This page covers how to scale `prime-rl` from a single GPU to a 1000-GPU cluster: single-node and multi-node deployments, FSDP / expert parallelism / context parallelism, and throughput benchmarking. See [Training](/prime-rl/training) for detailed documentation of the trainer configuration and [Inference](/prime-rl/inference) for the inference configuration.

## Table of Contents

* [Single-Node vs. Multi-Node Deployment](#single-node-vs-multi-node-deployment)
  * [Single-Node](#single-node)
    * [RL Placement](#rl-placement)
    * [SFT and Torchrun](#sft-and-torchrun)
  * [Multi-Node](#multi-node)
* [Parallelism Knobs](#parallelism-knobs)
  * [FSDP](#fsdp)
  * [Expert Parallelism](#expert-parallelism)
  * [Context Parallelism](#context-parallelism)
# # # # #
Reproduce word for word the stretch of the prime-rl scaling page from "## Table of" through "[SFT and Torchrun](#sft-and-torchrun)".

Entries on locating named things
# # # # #
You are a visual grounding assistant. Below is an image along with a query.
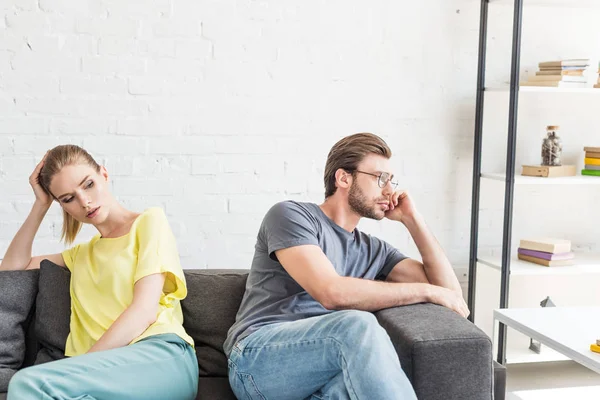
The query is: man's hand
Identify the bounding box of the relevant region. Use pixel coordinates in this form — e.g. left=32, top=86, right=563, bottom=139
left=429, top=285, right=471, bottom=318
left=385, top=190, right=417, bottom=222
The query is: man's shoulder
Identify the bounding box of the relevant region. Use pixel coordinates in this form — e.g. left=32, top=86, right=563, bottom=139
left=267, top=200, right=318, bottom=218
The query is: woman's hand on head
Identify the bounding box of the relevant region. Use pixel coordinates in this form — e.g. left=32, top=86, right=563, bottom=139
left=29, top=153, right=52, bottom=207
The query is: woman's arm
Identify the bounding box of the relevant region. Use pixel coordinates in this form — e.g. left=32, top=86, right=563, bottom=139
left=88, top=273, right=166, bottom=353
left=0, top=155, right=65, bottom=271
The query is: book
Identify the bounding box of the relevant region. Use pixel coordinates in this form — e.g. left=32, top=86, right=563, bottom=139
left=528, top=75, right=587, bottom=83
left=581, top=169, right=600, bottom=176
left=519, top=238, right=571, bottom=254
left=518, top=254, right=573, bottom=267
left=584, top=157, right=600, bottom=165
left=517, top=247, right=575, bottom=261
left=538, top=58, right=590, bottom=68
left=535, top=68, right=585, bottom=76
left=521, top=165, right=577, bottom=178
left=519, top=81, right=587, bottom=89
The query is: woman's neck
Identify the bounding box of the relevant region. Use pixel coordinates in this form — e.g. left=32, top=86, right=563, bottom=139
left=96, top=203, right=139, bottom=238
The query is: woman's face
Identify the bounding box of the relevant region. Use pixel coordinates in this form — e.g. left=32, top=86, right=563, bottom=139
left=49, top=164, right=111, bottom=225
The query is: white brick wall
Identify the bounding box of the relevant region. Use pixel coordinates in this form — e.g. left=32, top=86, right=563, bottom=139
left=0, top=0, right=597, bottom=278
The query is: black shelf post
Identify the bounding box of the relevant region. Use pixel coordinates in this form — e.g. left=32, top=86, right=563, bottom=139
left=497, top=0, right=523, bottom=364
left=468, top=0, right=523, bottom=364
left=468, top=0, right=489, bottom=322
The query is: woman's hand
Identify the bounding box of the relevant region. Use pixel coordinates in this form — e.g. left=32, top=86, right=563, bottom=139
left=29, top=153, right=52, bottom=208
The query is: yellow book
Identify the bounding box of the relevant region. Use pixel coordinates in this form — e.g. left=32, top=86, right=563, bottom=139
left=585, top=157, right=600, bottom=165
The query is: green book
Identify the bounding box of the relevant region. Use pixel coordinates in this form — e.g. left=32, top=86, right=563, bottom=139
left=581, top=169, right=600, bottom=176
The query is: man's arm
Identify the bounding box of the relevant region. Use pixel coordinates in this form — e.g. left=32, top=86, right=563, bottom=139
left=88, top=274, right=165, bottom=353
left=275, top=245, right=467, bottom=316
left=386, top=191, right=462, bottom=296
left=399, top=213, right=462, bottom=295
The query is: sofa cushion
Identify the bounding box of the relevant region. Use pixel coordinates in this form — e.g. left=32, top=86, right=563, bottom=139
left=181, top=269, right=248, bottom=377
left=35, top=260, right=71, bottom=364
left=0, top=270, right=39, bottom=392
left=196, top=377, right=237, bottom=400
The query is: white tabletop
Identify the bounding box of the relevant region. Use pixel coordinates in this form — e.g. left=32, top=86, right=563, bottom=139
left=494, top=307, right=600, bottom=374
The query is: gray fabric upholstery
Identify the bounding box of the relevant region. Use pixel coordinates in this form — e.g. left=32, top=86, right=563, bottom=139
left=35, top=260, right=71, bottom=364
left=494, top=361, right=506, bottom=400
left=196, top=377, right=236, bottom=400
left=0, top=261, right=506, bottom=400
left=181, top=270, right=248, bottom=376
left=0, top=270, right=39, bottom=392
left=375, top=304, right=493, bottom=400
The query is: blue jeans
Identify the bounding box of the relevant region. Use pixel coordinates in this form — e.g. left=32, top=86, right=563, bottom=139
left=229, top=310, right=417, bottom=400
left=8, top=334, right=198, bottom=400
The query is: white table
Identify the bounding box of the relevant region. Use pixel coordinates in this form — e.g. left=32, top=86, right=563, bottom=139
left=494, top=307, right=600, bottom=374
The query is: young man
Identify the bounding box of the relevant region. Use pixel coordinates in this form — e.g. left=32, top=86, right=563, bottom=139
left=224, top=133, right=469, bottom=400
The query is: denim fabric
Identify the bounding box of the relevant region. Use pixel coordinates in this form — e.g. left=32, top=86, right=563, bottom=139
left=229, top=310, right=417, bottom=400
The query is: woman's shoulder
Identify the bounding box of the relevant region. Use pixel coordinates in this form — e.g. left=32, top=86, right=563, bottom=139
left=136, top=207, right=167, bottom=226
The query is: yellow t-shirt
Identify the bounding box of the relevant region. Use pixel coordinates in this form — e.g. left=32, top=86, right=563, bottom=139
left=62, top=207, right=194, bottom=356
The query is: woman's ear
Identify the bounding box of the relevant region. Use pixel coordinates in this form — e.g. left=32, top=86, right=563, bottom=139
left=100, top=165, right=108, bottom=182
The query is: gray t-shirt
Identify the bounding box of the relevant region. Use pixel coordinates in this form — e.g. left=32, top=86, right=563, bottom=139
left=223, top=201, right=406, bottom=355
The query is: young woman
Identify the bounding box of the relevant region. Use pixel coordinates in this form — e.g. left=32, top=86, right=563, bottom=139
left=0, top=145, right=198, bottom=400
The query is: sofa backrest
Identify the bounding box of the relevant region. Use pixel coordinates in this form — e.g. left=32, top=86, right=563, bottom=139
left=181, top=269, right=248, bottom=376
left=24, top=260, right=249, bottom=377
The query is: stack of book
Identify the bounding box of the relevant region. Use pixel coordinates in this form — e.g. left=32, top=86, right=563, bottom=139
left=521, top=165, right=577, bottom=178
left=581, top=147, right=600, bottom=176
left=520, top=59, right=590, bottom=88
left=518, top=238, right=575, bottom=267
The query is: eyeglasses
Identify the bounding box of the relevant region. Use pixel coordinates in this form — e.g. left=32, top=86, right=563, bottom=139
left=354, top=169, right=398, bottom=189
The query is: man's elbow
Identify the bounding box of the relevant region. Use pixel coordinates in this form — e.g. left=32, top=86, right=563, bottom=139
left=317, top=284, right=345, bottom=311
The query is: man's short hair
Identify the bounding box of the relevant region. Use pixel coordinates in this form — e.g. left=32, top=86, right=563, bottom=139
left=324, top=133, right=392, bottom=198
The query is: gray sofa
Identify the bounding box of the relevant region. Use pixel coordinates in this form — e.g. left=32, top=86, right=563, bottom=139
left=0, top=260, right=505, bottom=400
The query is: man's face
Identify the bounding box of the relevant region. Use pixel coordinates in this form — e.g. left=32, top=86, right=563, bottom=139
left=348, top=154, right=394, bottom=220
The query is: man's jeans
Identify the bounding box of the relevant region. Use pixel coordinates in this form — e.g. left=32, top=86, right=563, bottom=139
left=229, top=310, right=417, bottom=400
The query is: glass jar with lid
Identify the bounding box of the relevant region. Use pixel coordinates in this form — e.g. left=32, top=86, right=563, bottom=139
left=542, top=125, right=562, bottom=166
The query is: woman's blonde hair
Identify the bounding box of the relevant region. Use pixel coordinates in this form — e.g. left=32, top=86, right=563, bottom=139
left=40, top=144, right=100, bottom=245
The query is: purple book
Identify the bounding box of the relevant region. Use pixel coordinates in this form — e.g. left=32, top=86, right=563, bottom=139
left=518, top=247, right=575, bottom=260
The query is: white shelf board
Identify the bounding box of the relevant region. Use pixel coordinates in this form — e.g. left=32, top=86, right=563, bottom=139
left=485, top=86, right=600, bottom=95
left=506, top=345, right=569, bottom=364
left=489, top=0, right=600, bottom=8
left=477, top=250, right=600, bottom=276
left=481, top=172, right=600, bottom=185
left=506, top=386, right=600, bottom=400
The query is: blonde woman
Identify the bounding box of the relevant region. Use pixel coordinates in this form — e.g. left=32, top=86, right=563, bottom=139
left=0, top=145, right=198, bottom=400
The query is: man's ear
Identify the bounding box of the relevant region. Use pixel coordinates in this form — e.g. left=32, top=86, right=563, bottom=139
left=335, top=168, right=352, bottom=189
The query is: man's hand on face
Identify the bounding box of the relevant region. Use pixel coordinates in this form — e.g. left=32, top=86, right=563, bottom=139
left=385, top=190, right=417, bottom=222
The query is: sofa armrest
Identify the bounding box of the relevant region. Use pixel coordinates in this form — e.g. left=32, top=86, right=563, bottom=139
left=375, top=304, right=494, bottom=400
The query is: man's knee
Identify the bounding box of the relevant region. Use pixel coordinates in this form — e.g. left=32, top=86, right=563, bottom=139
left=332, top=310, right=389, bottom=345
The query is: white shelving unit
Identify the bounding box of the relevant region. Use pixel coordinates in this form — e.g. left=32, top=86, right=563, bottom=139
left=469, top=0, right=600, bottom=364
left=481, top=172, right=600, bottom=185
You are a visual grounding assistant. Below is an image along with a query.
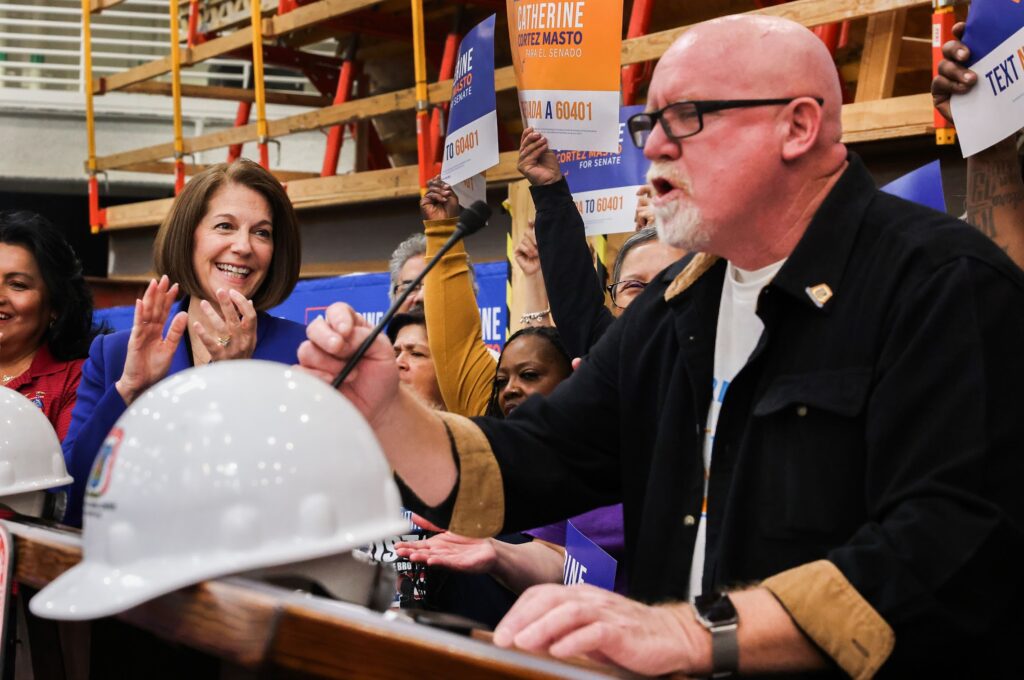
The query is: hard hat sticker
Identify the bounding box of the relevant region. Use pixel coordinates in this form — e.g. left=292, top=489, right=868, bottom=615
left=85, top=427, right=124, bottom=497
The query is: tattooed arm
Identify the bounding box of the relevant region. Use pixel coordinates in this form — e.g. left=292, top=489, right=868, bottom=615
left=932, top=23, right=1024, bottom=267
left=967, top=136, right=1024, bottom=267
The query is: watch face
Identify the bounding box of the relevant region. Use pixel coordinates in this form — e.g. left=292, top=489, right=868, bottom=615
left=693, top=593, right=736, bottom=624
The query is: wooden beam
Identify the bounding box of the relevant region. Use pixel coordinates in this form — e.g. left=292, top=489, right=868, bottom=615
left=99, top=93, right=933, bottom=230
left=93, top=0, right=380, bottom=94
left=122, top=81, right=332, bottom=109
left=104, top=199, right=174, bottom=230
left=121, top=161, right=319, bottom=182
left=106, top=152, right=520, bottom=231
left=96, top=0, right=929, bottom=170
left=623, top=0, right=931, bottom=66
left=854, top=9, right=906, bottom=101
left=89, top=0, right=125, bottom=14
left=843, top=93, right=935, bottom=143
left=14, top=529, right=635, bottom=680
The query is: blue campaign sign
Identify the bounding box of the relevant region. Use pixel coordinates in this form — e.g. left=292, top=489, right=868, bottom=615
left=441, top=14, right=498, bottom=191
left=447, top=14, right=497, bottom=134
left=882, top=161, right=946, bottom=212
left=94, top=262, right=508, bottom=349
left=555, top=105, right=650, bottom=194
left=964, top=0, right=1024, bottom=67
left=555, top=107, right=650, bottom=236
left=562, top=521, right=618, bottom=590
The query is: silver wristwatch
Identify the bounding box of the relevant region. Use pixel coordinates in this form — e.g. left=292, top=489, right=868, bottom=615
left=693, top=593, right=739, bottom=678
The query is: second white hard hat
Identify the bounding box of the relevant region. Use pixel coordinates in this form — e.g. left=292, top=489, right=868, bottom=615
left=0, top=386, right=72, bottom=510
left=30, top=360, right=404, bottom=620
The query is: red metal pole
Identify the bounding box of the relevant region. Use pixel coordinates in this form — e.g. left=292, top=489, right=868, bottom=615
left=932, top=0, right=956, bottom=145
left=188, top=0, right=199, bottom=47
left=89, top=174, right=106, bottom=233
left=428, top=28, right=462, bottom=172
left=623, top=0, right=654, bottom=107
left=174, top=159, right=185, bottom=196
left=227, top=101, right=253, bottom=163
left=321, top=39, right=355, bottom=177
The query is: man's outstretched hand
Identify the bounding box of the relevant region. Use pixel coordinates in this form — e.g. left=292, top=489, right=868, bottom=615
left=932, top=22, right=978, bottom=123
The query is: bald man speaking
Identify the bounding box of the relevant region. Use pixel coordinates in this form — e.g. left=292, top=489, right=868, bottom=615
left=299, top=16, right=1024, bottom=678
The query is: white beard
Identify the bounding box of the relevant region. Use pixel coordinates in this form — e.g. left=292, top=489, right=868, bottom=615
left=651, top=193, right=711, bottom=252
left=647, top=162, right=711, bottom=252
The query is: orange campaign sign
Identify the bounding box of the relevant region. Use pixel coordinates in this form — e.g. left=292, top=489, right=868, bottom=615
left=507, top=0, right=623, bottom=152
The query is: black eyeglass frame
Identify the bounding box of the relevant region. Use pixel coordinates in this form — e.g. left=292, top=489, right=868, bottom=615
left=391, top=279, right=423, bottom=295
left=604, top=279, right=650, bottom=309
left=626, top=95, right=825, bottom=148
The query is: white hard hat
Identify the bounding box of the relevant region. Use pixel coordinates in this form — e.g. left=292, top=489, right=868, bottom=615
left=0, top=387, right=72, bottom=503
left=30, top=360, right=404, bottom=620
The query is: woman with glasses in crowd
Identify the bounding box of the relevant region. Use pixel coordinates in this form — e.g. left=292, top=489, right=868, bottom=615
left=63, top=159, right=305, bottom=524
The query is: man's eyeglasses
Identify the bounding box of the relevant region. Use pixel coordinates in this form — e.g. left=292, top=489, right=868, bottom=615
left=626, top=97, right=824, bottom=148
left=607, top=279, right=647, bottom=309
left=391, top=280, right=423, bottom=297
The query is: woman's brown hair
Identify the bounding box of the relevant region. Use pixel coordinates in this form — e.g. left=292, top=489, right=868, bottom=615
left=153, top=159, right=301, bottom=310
# # # # #
### SOLVED PROBLEM:
## Table of Contents

* [Single-Node vs. Multi-Node Deployment](#single-node-vs-multi-node-deployment)
  * [Single-Node](#single-node)
    * [RL Placement](#rl-placement)
    * [SFT and Torchrun](#sft-and-torchrun)